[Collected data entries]
((
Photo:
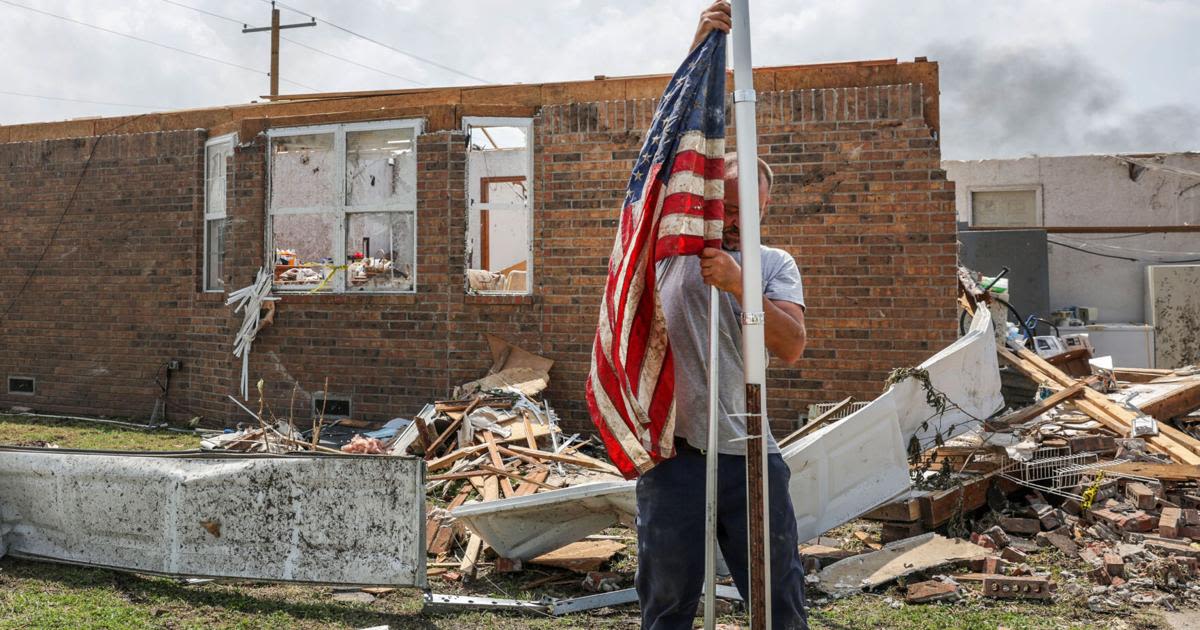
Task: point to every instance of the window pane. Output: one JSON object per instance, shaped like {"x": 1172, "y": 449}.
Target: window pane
{"x": 499, "y": 220}
{"x": 303, "y": 171}
{"x": 304, "y": 250}
{"x": 381, "y": 167}
{"x": 382, "y": 251}
{"x": 1005, "y": 208}
{"x": 214, "y": 263}
{"x": 215, "y": 178}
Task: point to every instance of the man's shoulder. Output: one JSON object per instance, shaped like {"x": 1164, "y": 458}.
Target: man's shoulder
{"x": 777, "y": 258}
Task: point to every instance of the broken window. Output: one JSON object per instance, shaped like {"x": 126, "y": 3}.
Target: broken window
{"x": 499, "y": 225}
{"x": 343, "y": 207}
{"x": 1009, "y": 208}
{"x": 217, "y": 153}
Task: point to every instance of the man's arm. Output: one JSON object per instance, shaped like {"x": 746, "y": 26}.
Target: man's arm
{"x": 715, "y": 17}
{"x": 784, "y": 331}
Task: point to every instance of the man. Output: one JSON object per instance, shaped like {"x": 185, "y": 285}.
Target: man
{"x": 671, "y": 496}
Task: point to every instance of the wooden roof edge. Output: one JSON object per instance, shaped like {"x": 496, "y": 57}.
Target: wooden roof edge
{"x": 809, "y": 76}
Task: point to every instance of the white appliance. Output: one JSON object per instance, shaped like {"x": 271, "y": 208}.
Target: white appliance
{"x": 1129, "y": 345}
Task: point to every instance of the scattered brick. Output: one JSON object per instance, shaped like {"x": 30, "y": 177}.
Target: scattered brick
{"x": 1114, "y": 564}
{"x": 1141, "y": 496}
{"x": 1169, "y": 522}
{"x": 1020, "y": 526}
{"x": 1013, "y": 555}
{"x": 1013, "y": 587}
{"x": 997, "y": 535}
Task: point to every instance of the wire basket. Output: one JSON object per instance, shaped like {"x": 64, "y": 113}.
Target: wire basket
{"x": 1060, "y": 472}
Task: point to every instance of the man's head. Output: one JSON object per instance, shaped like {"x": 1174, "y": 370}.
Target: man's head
{"x": 731, "y": 237}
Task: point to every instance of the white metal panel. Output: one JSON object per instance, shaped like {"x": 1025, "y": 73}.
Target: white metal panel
{"x": 527, "y": 527}
{"x": 295, "y": 519}
{"x": 847, "y": 468}
{"x": 1173, "y": 307}
{"x": 1128, "y": 345}
{"x": 967, "y": 373}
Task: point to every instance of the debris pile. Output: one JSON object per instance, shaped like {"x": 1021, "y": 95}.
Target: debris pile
{"x": 1091, "y": 490}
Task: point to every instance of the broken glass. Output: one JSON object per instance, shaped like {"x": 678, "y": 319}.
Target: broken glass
{"x": 381, "y": 251}
{"x": 303, "y": 171}
{"x": 499, "y": 222}
{"x": 304, "y": 250}
{"x": 381, "y": 167}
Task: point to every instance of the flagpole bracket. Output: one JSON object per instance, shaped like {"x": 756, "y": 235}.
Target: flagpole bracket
{"x": 754, "y": 319}
{"x": 744, "y": 96}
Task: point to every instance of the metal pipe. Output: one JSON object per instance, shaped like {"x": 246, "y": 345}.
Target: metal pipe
{"x": 711, "y": 462}
{"x": 754, "y": 347}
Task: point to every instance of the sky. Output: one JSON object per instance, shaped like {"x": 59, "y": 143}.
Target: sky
{"x": 1018, "y": 77}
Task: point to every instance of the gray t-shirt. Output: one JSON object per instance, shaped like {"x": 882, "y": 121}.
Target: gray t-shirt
{"x": 685, "y": 306}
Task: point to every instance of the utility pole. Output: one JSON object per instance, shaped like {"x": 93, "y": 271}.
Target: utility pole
{"x": 275, "y": 42}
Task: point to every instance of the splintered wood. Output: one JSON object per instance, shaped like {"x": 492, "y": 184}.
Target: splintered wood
{"x": 1171, "y": 442}
{"x": 496, "y": 445}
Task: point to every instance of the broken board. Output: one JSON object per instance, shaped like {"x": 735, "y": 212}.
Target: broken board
{"x": 967, "y": 373}
{"x": 522, "y": 528}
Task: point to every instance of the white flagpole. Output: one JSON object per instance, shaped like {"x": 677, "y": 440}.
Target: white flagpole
{"x": 754, "y": 346}
{"x": 711, "y": 463}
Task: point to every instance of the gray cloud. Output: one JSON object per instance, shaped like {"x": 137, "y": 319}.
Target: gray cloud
{"x": 1003, "y": 102}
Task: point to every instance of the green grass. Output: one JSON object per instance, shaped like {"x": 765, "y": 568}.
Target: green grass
{"x": 36, "y": 594}
{"x": 91, "y": 436}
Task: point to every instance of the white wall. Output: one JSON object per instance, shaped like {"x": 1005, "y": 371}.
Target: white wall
{"x": 1098, "y": 191}
{"x": 493, "y": 165}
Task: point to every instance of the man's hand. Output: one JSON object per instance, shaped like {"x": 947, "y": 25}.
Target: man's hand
{"x": 715, "y": 17}
{"x": 720, "y": 270}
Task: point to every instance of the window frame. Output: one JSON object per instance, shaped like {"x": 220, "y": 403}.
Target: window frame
{"x": 502, "y": 121}
{"x": 1039, "y": 215}
{"x": 205, "y": 273}
{"x": 339, "y": 209}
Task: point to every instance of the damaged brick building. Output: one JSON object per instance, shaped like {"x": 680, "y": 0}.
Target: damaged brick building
{"x": 395, "y": 243}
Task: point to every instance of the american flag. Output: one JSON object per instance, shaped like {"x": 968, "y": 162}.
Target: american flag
{"x": 673, "y": 207}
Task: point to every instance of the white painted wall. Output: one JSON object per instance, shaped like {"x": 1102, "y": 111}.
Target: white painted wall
{"x": 495, "y": 165}
{"x": 1098, "y": 191}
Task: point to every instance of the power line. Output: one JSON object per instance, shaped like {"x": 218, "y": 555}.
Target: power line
{"x": 151, "y": 42}
{"x": 351, "y": 61}
{"x": 1121, "y": 257}
{"x": 318, "y": 51}
{"x": 82, "y": 101}
{"x": 63, "y": 215}
{"x": 377, "y": 42}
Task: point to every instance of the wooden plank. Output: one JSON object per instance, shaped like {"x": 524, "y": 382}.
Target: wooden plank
{"x": 514, "y": 475}
{"x": 469, "y": 563}
{"x": 577, "y": 460}
{"x": 529, "y": 438}
{"x": 1174, "y": 403}
{"x": 1139, "y": 375}
{"x": 505, "y": 485}
{"x": 937, "y": 508}
{"x": 424, "y": 437}
{"x": 816, "y": 423}
{"x": 1041, "y": 407}
{"x": 538, "y": 479}
{"x": 581, "y": 557}
{"x": 1164, "y": 472}
{"x": 1102, "y": 409}
{"x": 901, "y": 511}
{"x": 454, "y": 426}
{"x": 449, "y": 459}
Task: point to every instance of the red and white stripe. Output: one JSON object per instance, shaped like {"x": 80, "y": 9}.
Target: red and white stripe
{"x": 631, "y": 387}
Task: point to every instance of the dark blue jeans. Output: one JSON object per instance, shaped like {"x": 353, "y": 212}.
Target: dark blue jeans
{"x": 671, "y": 539}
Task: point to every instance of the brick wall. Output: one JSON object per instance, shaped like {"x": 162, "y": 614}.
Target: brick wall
{"x": 859, "y": 201}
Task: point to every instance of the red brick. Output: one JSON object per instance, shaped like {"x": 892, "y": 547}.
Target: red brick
{"x": 119, "y": 291}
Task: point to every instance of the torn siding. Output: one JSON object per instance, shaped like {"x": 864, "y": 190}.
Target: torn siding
{"x": 291, "y": 519}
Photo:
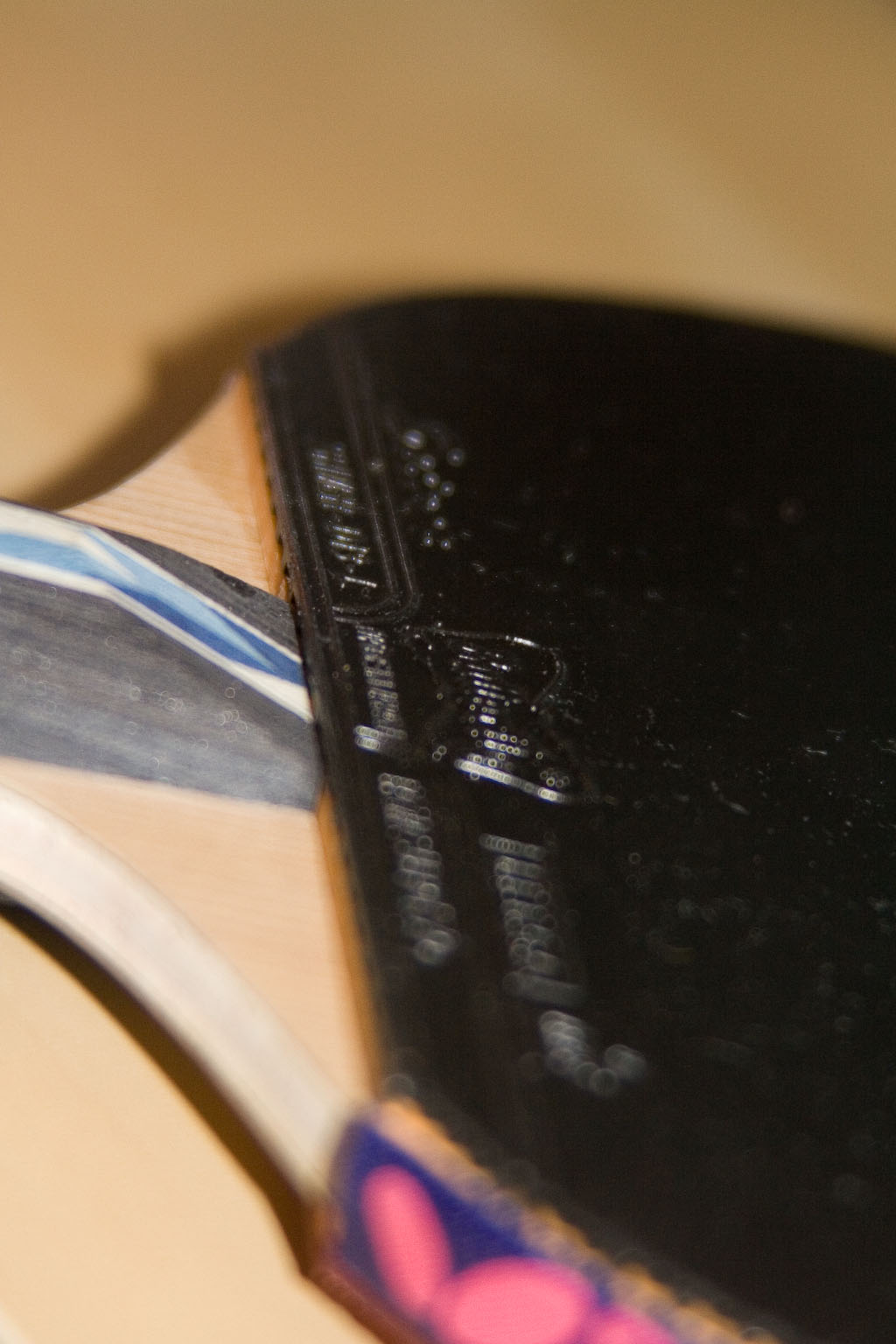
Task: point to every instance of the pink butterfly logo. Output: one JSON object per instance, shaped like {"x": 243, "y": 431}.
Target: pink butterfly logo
{"x": 506, "y": 1300}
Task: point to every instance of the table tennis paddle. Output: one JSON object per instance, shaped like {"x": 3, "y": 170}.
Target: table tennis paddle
{"x": 595, "y": 606}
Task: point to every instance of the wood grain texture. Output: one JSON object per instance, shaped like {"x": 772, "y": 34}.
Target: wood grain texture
{"x": 116, "y": 1193}
{"x": 206, "y": 496}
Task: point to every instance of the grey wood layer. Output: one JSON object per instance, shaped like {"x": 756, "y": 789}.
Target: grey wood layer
{"x": 88, "y": 684}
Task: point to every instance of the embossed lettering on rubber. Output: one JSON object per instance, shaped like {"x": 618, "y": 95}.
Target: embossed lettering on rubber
{"x": 598, "y": 612}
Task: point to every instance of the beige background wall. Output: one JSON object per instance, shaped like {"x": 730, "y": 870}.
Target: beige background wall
{"x": 176, "y": 179}
{"x": 180, "y": 179}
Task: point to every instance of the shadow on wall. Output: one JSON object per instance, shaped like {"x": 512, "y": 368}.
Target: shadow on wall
{"x": 183, "y": 382}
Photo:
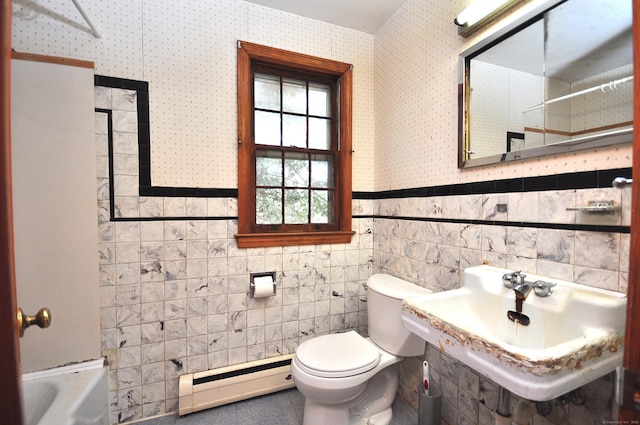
))
■ **Task requirements**: Count the lines in the items above that contain the string "butterfly". Reply with the number alone.

■ **Exercise response**: 2